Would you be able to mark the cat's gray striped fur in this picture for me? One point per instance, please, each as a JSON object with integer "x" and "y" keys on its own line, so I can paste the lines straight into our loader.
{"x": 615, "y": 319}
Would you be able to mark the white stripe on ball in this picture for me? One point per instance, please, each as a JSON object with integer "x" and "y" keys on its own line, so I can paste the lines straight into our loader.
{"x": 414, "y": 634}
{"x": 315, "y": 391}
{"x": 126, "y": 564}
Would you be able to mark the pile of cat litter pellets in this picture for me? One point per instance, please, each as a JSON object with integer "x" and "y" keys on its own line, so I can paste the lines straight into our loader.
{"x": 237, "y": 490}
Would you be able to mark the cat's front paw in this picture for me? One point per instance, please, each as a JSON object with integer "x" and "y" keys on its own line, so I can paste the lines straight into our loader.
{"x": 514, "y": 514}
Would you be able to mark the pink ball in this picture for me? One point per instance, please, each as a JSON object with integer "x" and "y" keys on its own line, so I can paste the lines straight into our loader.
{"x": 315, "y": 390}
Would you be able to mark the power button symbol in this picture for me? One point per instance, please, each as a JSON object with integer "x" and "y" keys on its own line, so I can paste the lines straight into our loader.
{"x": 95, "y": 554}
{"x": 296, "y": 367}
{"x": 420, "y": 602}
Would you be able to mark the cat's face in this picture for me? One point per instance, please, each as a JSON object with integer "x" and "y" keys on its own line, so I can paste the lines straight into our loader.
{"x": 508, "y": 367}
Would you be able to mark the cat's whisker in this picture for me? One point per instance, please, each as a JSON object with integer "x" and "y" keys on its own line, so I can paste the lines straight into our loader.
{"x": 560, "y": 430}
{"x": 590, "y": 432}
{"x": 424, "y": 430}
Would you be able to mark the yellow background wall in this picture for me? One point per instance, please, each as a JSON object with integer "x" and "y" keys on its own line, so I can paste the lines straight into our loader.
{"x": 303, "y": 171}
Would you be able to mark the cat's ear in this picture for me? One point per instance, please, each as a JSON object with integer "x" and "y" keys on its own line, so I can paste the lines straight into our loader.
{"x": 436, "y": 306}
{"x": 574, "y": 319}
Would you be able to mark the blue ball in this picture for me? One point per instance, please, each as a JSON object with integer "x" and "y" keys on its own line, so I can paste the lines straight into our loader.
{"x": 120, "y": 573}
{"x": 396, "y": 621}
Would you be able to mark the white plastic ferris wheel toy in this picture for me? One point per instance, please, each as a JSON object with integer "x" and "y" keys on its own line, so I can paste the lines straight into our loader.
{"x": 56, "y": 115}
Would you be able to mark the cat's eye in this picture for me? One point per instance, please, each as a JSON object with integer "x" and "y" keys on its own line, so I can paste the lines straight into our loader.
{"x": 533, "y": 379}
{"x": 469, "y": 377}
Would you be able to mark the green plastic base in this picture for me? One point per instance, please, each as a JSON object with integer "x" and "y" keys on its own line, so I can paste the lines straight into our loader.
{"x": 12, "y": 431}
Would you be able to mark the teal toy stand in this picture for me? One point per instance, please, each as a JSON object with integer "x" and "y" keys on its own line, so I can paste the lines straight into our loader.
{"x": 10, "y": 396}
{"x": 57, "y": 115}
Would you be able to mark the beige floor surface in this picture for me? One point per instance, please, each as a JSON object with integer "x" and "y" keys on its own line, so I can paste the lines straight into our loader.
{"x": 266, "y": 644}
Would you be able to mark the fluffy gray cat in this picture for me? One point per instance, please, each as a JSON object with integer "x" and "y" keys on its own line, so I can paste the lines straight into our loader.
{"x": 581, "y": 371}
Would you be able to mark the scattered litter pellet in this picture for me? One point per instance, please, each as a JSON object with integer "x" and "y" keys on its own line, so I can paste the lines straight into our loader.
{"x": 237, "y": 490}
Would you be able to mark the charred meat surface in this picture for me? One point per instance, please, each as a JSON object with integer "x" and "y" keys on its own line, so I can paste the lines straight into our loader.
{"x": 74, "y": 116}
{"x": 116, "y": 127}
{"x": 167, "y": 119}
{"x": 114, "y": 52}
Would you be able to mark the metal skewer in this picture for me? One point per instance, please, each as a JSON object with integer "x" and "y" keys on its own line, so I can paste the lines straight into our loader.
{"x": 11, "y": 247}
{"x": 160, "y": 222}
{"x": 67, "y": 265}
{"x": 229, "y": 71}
• • •
§ Exercise goal
Each record must be repeated exactly as it is.

§ Solution for this task
Would you be able to mark the cat's gray striped fur in this picture for me? One point per instance, please, each as a JSON object with integer "x" and "y" keys on its own line, so I can paste the lines straight into our loader.
{"x": 615, "y": 319}
Would you be able to mark the white stripe on ball in this picture for me? One point per instance, please, each as a JSON object with integer "x" and "y" keys on its own line, so I can paste the lines straight into our loader.
{"x": 414, "y": 634}
{"x": 315, "y": 391}
{"x": 126, "y": 564}
Would you be able to mark the pile of cat litter pellets in this picture for me? One point per instance, please, each as a JSON object with integer "x" and "y" keys on its own line, so I can paste the lines straight into our loader.
{"x": 237, "y": 490}
Would you be able to mark the cat's front paw in this picture for me? One point per instance, please, each as a JSON object with integer "x" and "y" keys on its own line, so I can paste the lines straight into our loader.
{"x": 514, "y": 514}
Would you be able to mark the pink ball in this picture for me? One point per instance, please, each as a JSON object with integer "x" and "y" keys on its own line, so I can paste the lines straight into our loader.
{"x": 315, "y": 390}
Would you be able to mark the power button symbol in this picture for me? One point per instance, please, each as a JSON object with integer "x" and "y" keys on its own line, so I can paste the lines straight into our loader.
{"x": 95, "y": 554}
{"x": 296, "y": 367}
{"x": 420, "y": 602}
Would you be able to mark the cat's face in this picture for me? One point per instance, please, each as a JSON object with integer "x" and "y" keys on its own line, so I can paste the lines straight into our loader.
{"x": 508, "y": 367}
Would you be able to mark the cat's whisker in this picture for me? One point per instance, please, each as a JSON object with integer "x" and "y" keys on its own line, so I can paste the lines straight into our loader.
{"x": 560, "y": 430}
{"x": 590, "y": 432}
{"x": 424, "y": 430}
Would you be able to mark the yellow background wall in this picture for me? One point per instance, please, each as a JSON object with integer "x" and "y" keys on its own line, so I can paste the lines straight into our loader.
{"x": 303, "y": 171}
Would you be able to mark the cat's ear in this picture for me? One point per instance, please, each as a JSON object with integer "x" and "y" keys on its own line, so I can paste the lines straight into our loader.
{"x": 436, "y": 306}
{"x": 574, "y": 319}
Would you be able to mark the blue ball in this picture for me? One point per instance, please, each as a JSON object with integer "x" and "y" keys on its own line, so I can paste the lines straight into our loader.
{"x": 120, "y": 573}
{"x": 396, "y": 621}
Would you be able to mark the white plastic ferris wheel toy in this picture for me? One point per instance, please, each as a JSON object with integer "x" and "y" keys on its own line, so I can paste the lines straight into our loader.
{"x": 56, "y": 115}
Would you be able to mark the cat's eye in this picture for me? One point per instance, please, each as a JSON object with integer "x" and "y" keys on its own line, so I can paste the lines straight into our loader.
{"x": 533, "y": 379}
{"x": 469, "y": 377}
Would you be able to mark the green plastic base in this picture for me? One point per instance, please, each as a JSON object with integer "x" and "y" keys on its own line, so I can paste the lines straight into our loader.
{"x": 12, "y": 431}
Would you be able to mark the teal toy stand in this picture for me? One point per instance, please, each as a JSON object with integer "x" and "y" keys on its own line, so I can paste the lines straight into our loader.
{"x": 10, "y": 396}
{"x": 57, "y": 115}
Would you be able to mark the beige floor surface in this picture for me? One point per instance, please, each as a JSON object with integer "x" and "y" keys on its own line, so I can paste the lines straight into our loader.
{"x": 266, "y": 644}
Would you be able to mark the fluffy gray cat in this picture for me? One point per instance, please, each as a JSON object with integer "x" and "y" keys on its own line, so I can paste the lines straight into our loader.
{"x": 581, "y": 371}
Would you be able to mark the scattered litter pellet in this picture for me? One point per instance, please, each as a JSON object with integer "x" and "y" keys on its own line, so I can paste the lines straight into our loader.
{"x": 237, "y": 490}
Would you be able to mark the charred meat surface in this picture for me? One point per instance, please, each as a JSON object with integer "x" and "y" keys on its own line, so I can paste the lines straight into our loader.
{"x": 74, "y": 116}
{"x": 116, "y": 127}
{"x": 167, "y": 119}
{"x": 114, "y": 52}
Would you be able to mark the metal skewer in this picture for me? One point per instance, please, each as a JSON object with integer "x" and "y" keys on its own line, so I can paste the lines straight into our loader.
{"x": 11, "y": 247}
{"x": 160, "y": 222}
{"x": 67, "y": 265}
{"x": 229, "y": 71}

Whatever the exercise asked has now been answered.